#### Supplied records
******

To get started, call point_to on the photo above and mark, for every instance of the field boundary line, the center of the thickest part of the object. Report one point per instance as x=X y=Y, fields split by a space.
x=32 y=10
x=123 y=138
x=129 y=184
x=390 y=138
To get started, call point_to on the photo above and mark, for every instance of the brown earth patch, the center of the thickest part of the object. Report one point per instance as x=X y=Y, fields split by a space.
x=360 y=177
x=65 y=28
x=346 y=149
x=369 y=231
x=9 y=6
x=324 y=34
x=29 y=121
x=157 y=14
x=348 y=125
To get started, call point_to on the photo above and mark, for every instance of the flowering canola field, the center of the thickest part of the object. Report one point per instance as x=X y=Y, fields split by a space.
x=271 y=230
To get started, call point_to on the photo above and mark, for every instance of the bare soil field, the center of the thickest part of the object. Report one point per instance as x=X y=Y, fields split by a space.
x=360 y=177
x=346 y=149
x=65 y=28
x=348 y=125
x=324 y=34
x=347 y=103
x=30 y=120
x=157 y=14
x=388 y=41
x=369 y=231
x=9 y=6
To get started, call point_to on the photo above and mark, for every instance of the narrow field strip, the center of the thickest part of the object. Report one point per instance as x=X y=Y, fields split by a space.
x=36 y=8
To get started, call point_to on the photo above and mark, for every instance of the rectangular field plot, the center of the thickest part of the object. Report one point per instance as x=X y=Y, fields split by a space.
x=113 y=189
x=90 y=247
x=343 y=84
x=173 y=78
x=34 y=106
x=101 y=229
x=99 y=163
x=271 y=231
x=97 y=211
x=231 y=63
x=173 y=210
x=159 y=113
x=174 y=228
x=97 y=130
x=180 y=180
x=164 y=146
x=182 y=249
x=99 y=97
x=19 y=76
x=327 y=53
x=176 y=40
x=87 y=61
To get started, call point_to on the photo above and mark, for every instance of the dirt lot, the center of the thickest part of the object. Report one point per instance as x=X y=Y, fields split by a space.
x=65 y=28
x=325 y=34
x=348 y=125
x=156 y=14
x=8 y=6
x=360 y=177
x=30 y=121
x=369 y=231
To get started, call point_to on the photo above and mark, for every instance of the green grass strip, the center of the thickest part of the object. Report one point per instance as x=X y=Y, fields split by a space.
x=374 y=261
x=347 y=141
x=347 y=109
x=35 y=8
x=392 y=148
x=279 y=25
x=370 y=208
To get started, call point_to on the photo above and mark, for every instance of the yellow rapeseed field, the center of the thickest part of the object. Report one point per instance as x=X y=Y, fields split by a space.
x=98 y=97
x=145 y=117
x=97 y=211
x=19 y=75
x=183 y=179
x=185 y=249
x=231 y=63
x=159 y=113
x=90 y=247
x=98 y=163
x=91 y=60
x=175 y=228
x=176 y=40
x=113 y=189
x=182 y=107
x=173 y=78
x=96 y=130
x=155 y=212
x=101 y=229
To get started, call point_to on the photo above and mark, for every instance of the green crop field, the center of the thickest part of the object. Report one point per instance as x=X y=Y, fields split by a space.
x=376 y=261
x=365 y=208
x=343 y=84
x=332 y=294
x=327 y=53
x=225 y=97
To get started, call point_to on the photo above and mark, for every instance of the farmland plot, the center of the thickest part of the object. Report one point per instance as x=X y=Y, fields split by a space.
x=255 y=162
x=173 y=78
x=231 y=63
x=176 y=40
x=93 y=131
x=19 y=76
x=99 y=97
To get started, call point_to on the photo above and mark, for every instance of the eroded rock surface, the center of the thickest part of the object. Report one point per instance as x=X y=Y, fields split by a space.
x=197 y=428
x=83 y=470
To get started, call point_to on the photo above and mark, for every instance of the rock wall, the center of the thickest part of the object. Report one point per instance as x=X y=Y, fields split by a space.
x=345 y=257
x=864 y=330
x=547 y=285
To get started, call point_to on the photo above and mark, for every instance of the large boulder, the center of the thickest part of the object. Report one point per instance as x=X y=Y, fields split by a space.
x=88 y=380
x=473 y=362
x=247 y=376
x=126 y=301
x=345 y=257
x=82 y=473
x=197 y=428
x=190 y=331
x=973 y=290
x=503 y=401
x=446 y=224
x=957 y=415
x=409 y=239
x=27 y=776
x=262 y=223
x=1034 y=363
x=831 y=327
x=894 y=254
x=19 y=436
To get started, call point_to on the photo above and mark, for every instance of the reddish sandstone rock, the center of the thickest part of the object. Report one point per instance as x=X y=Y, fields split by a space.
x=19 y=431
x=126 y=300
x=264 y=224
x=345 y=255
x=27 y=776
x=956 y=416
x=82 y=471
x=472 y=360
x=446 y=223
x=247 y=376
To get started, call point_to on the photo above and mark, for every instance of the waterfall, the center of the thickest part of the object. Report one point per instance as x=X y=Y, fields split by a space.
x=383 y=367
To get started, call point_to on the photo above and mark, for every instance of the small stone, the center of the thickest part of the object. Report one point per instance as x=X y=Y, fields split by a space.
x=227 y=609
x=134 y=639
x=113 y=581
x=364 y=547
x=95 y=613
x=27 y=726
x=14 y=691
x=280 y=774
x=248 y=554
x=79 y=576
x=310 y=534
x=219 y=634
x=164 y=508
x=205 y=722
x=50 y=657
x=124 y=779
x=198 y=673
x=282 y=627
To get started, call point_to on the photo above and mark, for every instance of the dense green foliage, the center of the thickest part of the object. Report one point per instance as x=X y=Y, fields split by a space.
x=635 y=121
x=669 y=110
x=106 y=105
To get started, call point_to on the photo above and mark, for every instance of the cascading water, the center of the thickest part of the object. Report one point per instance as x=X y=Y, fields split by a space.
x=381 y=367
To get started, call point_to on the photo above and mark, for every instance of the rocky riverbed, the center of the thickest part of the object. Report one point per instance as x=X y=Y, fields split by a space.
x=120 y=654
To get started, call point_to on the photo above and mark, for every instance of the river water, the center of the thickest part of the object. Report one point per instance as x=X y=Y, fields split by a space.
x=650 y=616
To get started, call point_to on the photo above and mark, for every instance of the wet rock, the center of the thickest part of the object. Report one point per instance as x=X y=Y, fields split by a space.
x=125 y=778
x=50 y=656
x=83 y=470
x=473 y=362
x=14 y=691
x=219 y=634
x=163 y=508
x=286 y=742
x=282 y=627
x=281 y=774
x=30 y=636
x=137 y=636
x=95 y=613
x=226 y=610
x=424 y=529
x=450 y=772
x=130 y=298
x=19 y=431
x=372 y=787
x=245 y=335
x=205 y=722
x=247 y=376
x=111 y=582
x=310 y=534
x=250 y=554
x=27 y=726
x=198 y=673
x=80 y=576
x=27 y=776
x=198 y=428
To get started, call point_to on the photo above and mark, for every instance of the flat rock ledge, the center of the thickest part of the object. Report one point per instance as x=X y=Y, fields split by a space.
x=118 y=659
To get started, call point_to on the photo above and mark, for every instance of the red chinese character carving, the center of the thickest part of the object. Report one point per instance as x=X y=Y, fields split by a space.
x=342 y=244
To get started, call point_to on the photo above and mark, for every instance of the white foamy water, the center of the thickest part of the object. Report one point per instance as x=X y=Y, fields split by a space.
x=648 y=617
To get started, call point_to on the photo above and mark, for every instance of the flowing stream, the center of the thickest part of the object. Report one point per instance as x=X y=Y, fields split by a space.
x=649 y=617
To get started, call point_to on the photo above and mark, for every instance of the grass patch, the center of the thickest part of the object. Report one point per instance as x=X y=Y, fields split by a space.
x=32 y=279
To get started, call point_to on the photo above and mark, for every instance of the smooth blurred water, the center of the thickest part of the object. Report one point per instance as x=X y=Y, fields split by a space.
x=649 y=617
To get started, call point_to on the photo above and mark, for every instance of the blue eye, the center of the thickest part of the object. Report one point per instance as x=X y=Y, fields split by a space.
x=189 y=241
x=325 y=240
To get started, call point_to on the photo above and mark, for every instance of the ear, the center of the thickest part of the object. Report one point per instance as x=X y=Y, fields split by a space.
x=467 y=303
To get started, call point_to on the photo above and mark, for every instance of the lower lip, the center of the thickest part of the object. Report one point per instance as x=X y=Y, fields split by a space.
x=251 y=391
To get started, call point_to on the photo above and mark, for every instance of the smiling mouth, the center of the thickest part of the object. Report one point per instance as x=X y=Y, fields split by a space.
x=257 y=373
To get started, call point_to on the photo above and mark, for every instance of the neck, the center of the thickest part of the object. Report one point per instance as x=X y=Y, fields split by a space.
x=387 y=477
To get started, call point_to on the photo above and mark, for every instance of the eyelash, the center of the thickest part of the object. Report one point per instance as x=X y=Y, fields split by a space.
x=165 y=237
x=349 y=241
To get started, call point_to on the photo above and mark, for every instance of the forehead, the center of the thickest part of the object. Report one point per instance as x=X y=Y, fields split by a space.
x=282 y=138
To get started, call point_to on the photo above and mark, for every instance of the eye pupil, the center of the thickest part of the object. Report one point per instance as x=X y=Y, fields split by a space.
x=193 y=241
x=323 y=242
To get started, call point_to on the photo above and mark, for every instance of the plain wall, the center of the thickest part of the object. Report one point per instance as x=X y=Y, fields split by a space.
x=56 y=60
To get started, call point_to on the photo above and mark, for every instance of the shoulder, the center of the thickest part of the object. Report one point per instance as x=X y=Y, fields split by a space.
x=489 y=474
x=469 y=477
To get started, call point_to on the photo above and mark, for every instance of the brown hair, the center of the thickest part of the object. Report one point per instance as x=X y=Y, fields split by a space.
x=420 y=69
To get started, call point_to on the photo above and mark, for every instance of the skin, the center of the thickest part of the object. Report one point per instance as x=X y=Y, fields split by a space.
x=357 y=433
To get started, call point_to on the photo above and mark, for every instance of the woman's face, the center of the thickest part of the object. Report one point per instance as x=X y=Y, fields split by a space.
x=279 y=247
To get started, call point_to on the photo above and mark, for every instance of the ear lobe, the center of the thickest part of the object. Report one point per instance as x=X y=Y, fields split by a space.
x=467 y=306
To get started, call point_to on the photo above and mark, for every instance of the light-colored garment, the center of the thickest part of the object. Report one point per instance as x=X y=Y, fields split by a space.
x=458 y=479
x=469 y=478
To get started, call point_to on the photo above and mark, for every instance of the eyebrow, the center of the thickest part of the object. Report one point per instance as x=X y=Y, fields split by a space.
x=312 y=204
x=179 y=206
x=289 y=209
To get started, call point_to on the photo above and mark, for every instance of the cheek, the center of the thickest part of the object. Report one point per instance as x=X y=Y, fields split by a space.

******

Please copy out the lines of the material above, from its very first line through the line holding "x=390 y=138", inclusive, with each line reproduced unchanged.

To get started, call point_to on the photo above and mark, for every instance of the field boundary line, the center of the thickest part of the object. Report one point per instance as x=X y=Y, fields split by a space.
x=32 y=10
x=123 y=138
x=129 y=184
x=390 y=138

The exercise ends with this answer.